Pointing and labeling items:
* * * * *
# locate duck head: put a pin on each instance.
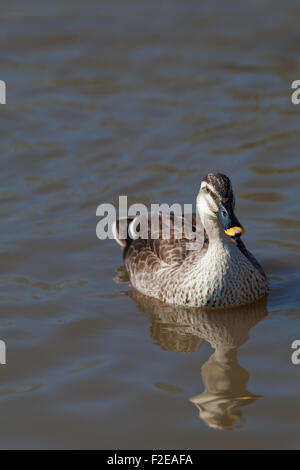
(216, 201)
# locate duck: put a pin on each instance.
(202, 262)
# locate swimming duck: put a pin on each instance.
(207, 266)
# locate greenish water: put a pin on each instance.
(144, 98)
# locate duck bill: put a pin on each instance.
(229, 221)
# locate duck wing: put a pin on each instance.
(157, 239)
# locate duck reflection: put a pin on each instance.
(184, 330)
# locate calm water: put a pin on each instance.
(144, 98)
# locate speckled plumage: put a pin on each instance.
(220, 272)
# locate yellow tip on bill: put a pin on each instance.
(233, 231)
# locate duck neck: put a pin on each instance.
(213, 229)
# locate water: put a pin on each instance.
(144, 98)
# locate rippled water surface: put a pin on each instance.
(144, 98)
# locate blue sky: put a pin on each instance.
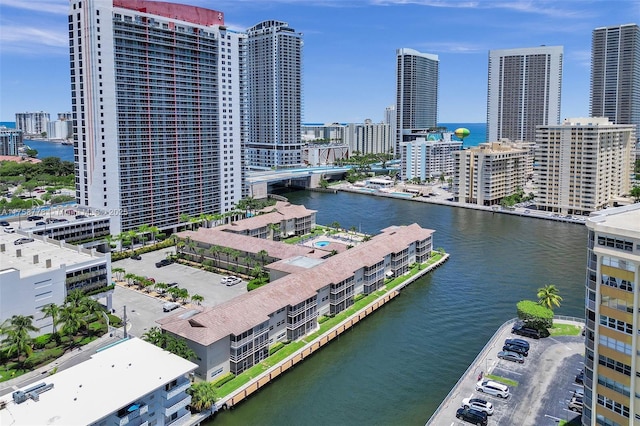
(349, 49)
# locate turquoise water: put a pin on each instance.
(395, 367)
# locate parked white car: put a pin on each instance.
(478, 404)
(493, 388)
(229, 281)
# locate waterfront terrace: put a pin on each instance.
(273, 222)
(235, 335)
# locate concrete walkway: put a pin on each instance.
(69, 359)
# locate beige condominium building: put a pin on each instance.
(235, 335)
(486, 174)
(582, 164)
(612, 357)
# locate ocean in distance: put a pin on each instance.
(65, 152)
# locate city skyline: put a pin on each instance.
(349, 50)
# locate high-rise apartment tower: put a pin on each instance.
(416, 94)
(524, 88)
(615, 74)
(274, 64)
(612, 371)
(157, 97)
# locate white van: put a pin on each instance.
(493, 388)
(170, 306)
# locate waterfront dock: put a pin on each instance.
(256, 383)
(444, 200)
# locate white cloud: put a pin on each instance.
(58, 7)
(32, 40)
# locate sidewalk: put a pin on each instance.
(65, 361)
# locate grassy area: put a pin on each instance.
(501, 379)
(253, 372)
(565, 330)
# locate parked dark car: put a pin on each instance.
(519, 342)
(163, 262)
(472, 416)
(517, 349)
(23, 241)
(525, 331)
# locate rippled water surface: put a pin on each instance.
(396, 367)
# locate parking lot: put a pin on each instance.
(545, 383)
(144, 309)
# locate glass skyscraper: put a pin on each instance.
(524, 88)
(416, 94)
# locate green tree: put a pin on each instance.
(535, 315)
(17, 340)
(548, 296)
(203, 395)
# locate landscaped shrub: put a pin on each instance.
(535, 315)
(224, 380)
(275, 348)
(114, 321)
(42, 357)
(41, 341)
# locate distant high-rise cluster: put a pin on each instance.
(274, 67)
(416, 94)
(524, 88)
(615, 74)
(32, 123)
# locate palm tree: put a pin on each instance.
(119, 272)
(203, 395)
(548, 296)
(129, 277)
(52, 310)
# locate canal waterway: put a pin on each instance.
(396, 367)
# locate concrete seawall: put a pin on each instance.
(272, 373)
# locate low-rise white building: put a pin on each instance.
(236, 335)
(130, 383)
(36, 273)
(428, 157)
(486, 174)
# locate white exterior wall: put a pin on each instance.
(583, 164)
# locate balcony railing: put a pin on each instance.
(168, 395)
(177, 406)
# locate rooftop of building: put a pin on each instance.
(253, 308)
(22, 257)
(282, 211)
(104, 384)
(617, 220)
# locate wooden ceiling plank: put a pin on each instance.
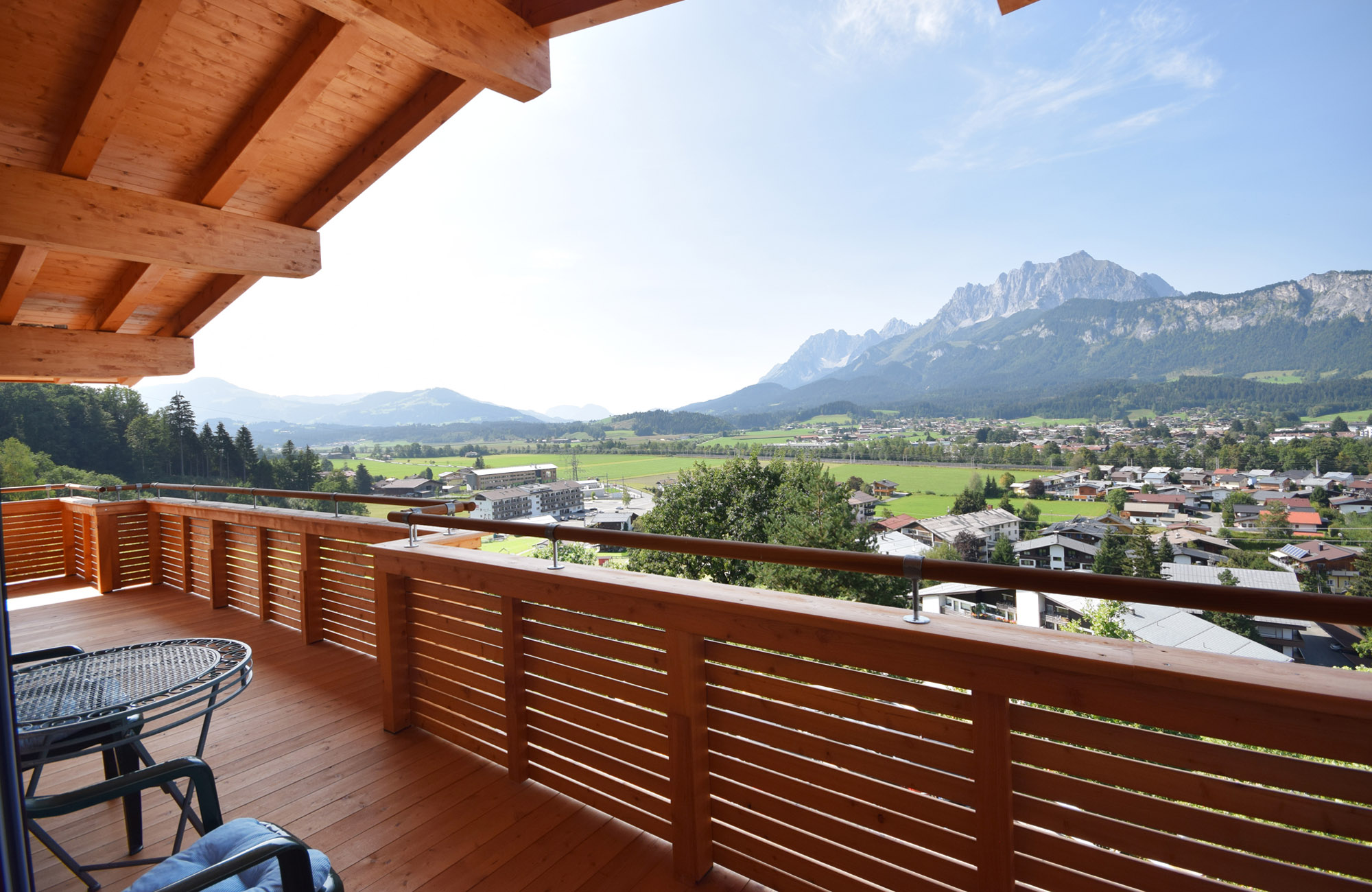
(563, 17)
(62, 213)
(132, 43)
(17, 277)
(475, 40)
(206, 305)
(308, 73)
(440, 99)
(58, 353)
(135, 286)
* * * * *
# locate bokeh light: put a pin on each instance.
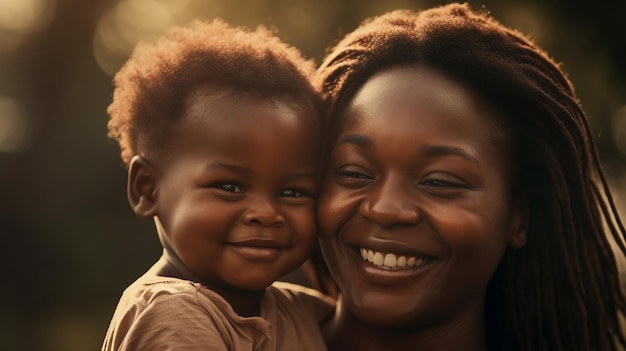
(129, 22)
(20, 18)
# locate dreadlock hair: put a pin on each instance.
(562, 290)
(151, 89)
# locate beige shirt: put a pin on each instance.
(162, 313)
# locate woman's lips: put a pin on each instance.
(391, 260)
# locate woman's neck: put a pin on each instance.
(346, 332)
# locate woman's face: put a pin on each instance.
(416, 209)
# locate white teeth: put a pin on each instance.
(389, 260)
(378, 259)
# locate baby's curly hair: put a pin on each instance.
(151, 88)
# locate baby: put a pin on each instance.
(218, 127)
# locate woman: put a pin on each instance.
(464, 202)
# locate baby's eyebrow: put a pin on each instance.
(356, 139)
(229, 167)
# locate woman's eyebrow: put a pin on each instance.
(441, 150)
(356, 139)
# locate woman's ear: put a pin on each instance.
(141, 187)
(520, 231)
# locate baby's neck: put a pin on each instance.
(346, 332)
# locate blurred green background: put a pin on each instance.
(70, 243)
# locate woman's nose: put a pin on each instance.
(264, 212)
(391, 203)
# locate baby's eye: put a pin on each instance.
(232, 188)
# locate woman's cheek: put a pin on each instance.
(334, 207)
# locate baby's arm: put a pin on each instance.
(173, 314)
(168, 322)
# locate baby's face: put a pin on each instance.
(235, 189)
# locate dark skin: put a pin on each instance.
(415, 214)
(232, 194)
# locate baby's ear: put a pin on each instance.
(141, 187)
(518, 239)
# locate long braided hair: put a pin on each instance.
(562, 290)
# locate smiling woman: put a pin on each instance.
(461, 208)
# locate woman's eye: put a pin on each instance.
* * * * *
* The problem
Lay out the items from the line with "# locate beige shirt: put" to the line with "# locate woman's eye: put", both included, as a JSON list of strings with one string per line and no blank lines.

* The response
[
  "# locate beige shirt: put a pin on each instance.",
  "(162, 313)",
  "# locate woman's lips: put a pin on each instance.",
  "(391, 260)",
  "# locate woman's neck: put a pin on each instance.",
  "(346, 332)",
  "# locate woman's face: put a pin on each instance.",
  "(416, 209)",
  "# locate white teeth: put a pin on each instance.",
  "(389, 260)",
  "(378, 259)",
  "# locate baby's curly hair: put a pin on each instance.",
  "(151, 88)",
  "# locate baby: put a pin on each instance.",
  "(218, 127)",
  "# locate woman: put a pin on each instance.",
  "(464, 202)",
  "# locate baby's eyebrow: put a pin on each instance.",
  "(356, 139)",
  "(229, 167)",
  "# locate woman's eyebrow: put a pin on each instance.",
  "(441, 150)",
  "(356, 139)",
  "# locate woman's ear: put a pin on each instance.",
  "(141, 187)",
  "(520, 231)",
  "# locate baby's neck: put a pin on each instance.",
  "(346, 332)",
  "# locate blurred green background: put a pin on each instance.",
  "(70, 243)",
  "# locate woman's nose: put a pin on each instance.",
  "(264, 212)",
  "(391, 203)",
  "# locate baby's eye: put a pin on each instance.",
  "(232, 188)",
  "# locate woman's cheek: put a pin on each instance.",
  "(334, 207)",
  "# locate baby's arm: put a pin on each instance.",
  "(173, 314)",
  "(168, 322)",
  "# locate baby's face: put a pin on each instance.",
  "(235, 189)",
  "# locate dark skin: put a pin on each instance.",
  "(415, 214)",
  "(232, 194)",
  "# locate baby's ear: put a pin on each instance.",
  "(141, 187)",
  "(518, 239)",
  "# locate long braided hair: put a pin on each instance.",
  "(562, 290)",
  "# locate smiling woman: put a pin on each instance.",
  "(461, 208)",
  "# locate woman's eye: put a pin on each instance."
]